- [Work to do] Copy every line of the listing exactly.

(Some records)
— START —
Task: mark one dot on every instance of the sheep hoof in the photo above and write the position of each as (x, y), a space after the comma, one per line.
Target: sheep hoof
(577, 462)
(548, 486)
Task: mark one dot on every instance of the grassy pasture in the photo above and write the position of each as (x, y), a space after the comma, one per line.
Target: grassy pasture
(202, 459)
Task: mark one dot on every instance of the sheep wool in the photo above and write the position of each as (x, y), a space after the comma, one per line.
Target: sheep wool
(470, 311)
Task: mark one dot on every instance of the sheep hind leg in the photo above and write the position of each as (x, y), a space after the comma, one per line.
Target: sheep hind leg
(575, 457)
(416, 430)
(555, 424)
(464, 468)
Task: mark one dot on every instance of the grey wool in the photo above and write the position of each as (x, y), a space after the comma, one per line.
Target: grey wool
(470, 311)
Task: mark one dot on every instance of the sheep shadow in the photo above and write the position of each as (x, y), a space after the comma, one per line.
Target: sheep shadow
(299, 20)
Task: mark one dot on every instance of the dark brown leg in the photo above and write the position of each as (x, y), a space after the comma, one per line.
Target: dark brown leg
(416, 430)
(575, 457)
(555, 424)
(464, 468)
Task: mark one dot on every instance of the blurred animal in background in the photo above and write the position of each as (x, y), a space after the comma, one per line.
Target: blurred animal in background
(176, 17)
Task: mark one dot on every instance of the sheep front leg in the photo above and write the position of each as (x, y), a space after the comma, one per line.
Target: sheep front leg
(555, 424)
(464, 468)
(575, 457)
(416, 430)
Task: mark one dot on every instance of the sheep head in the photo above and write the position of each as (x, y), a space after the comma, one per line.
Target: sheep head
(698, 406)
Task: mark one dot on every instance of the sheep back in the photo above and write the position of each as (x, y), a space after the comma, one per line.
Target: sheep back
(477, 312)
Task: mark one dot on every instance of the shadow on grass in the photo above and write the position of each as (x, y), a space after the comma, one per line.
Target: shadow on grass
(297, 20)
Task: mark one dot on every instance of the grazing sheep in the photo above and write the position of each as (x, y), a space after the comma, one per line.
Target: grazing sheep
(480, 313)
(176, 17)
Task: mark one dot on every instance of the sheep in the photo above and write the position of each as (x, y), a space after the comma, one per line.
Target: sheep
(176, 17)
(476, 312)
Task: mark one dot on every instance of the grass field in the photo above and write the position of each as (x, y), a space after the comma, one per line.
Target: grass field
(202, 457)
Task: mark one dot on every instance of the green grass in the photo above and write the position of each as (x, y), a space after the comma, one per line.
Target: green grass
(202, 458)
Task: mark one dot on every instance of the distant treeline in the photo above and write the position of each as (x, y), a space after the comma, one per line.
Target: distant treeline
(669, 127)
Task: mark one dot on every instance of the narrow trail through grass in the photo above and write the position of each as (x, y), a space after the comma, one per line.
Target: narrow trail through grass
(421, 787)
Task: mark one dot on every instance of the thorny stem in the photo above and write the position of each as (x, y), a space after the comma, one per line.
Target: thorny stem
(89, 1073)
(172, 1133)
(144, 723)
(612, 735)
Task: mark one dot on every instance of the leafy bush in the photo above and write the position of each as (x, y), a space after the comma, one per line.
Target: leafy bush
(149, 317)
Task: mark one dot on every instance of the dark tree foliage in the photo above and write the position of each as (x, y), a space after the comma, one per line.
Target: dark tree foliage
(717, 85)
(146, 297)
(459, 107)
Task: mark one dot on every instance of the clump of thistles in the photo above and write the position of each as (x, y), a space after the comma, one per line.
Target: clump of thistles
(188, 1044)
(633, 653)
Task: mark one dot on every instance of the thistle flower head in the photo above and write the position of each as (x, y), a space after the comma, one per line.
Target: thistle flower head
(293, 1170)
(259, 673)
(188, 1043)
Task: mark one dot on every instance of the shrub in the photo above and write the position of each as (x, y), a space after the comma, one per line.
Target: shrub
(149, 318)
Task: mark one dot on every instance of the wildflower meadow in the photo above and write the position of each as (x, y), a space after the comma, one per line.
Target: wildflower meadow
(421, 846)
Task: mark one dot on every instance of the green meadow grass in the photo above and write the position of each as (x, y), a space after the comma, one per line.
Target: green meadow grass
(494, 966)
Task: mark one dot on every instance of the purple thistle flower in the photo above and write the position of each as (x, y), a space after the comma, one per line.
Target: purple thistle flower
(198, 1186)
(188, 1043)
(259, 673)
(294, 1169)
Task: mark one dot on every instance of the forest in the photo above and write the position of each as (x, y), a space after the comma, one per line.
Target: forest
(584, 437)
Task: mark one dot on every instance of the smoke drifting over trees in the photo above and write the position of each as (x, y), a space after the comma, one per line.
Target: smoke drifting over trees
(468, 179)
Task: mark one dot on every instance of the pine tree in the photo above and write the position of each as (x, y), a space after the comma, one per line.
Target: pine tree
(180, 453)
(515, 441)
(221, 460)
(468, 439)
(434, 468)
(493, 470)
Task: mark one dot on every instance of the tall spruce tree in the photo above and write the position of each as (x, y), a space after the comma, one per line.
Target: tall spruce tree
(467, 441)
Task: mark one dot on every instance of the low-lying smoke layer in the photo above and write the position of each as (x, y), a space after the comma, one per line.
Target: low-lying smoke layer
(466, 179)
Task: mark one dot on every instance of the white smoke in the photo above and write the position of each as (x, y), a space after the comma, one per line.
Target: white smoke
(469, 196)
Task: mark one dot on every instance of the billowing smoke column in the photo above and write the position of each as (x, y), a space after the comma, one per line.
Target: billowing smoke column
— END —
- [Response for this exercise]
Task: mark one dot on every instance of the sheep hoof in the photo above and write the position of each as (x, y), a space after the comma, one per line.
Target: sheep hoof
(577, 462)
(548, 486)
Task: mark one dot on every instance of the grassy pasture in the photo above and write the position of each as (x, y), a space after the comma, one per line.
Target: grassy pasture
(202, 459)
Task: mark one dot on every instance of the sheep wool in the photo above and write the position of each as (x, y), a space after the comma, one per line.
Target: sheep wool
(470, 311)
Task: mark one dot on every instance of the sheep hind leg in the photo above and write the position of each as (x, y), a space after the comma, one per line.
Target: sheep hind leg
(575, 457)
(416, 430)
(555, 424)
(464, 468)
Task: mark one dot on every instance of the grey wool in the photo above and write the position of each as (x, y), a space after the comma, one per line.
Target: grey wool
(470, 311)
Task: mark one dot on every instance of the sheep shadow in the photo above and write the position of each as (x, y), a space after the comma, one per line.
Target: sheep shadow
(299, 20)
Task: mark one dot on every instance of the dark brown leg in the photo above and write the position of each as (x, y), a space after the comma, one per line.
Target: dark brown leg
(416, 430)
(575, 457)
(555, 424)
(464, 468)
Task: mark one dot on every instance of the blurred animal in background in the photo above and write the position of each as (x, y), a space after the comma, one per line.
Target: blurred animal in background
(176, 17)
Task: mark one dot on every instance of the sheep front leg in the photo above and write the position of each as (x, y), a space after the comma, one per line.
Target: sheep front leg
(555, 424)
(464, 468)
(575, 457)
(416, 430)
Task: mark one dot on every instance of the sheep head in the photo above and write the position of each as (x, y), a space after the comma, one per line.
Target: sheep head
(698, 406)
Task: mark one dot on every instance of the sheep back in the photo above and write the position of each as (x, y), a space after the comma, one per line.
Target: sheep back
(477, 312)
Task: mark one dot on every instance of the shadow on grass in the photo above and write the position of each as (x, y), a space after the comma, one per line.
Target: shadow on grass
(297, 20)
Task: mark one dot on every instance of the grazing sheep in the photo above and write the position of each as (x, y), a space after the comma, one per line.
Target: grazing sheep
(480, 313)
(176, 17)
Task: mark one dot on every instance of the sheep in the photo above and write the position of each as (x, y), a space after the comma, one per line.
Target: sheep
(176, 17)
(476, 312)
Task: mark one dot on every instance of the grass field in the photo above and write the position of each as (x, y), a space after the comma, one per line.
Target: grass field
(202, 457)
Task: mark one dot on every instance of the green grass in the photo above and write the position of each as (x, y), a space after the comma, one per line.
Target: green grass
(202, 458)
Task: mark one dot on every instance of the distant treeline in the photo above and write the position of each as (x, y), a space after the comma, one per line.
Target: distant treeline
(669, 127)
Task: mark one dot on every instance of the narrow trail through grass in the photo above and write the position of each as (x, y), a space after the comma, one per line.
Target: narrow trail through grass
(421, 787)
Task: mark one dot on every instance of the thorny stem in the photo above and write the position of each as (x, y), a space after the comma, one per line.
Target: thorny stem
(89, 1073)
(172, 1133)
(144, 723)
(612, 735)
Task: mark one dot on every instance of the leafy bush in the photo above and write the position of each as (x, y), a space after the comma, one per line.
Target: leafy bush
(149, 317)
Task: mark one dot on every instance of the dark tree foliage in the photo above and write the position of each as (x, y), a space after the comma, one per line.
Target: dark tree foliage
(717, 85)
(146, 297)
(459, 107)
Task: mark one dot on every instance of the clump of thistles in the photo above and write the position of each as (x, y), a space after the comma, one per line.
Target: clump of thistles
(188, 1044)
(633, 653)
Task: mark one dot on every instance of the thistle flower head in the photo above and write the position of each as (x, y), a space after the comma, one per line.
Target: thistle flower head
(293, 1170)
(259, 673)
(188, 1043)
Task: mark one dot on every instance of the shrub in the photo above and write the position of each as (x, y), a space after the comma, one per line.
Target: shrub
(149, 318)
Task: mark one dot on every instance of the wildflower meadow in the photo above and write the position of each as (x, y), a space after the comma, one per line.
Target: wildflower meadow
(421, 846)
Task: mark one dot on every instance of the green meadow grass in the photo above and write the position of each as (x, y), a space after the comma, one per line.
Target: green meadow grass
(494, 966)
Task: mark one dot on every instance of the purple thistle flower in the photo above and write the position of each as (x, y), a space after the comma, one per line.
Target: purple thistle flower
(198, 1186)
(188, 1043)
(259, 673)
(294, 1169)
Task: mark one dot on every instance of the forest in the photo above and write the position of each as (x, y), a space after the comma, one per line.
Target: forest
(584, 437)
Task: mark one dot on every instance of the smoke drifting over trees in the photo above and write the position of each as (x, y), a space after the comma, one per line.
Target: smoke drifting over trees
(468, 179)
Task: mark one dot on every instance of the pine tree in the photo above and write the position of each as (x, y), a space after the comma, one per line.
Target: pine tree
(180, 453)
(515, 441)
(221, 460)
(468, 439)
(434, 468)
(493, 470)
Task: mark one dot on every instance of the tall spruce tree in the photo above and write the position of each as (x, y), a space after the comma, one per line.
Target: tall spruce tree
(467, 441)
Task: mark one dot on every instance of the low-lying smoke layer in the photo above and write the position of each as (x, y), a space after the comma, one per line.
Target: low-lying smoke layer
(466, 179)
Task: mark one dot on every instance of the white smoke in the photo above and write the position of each as (x, y), a space after the comma, one per line.
Target: white smoke
(469, 196)
Task: mark one dot on every instance of the billowing smoke column in the photo above and write the position of each as (x, y), a space after the comma, one per line.
Target: billowing smoke column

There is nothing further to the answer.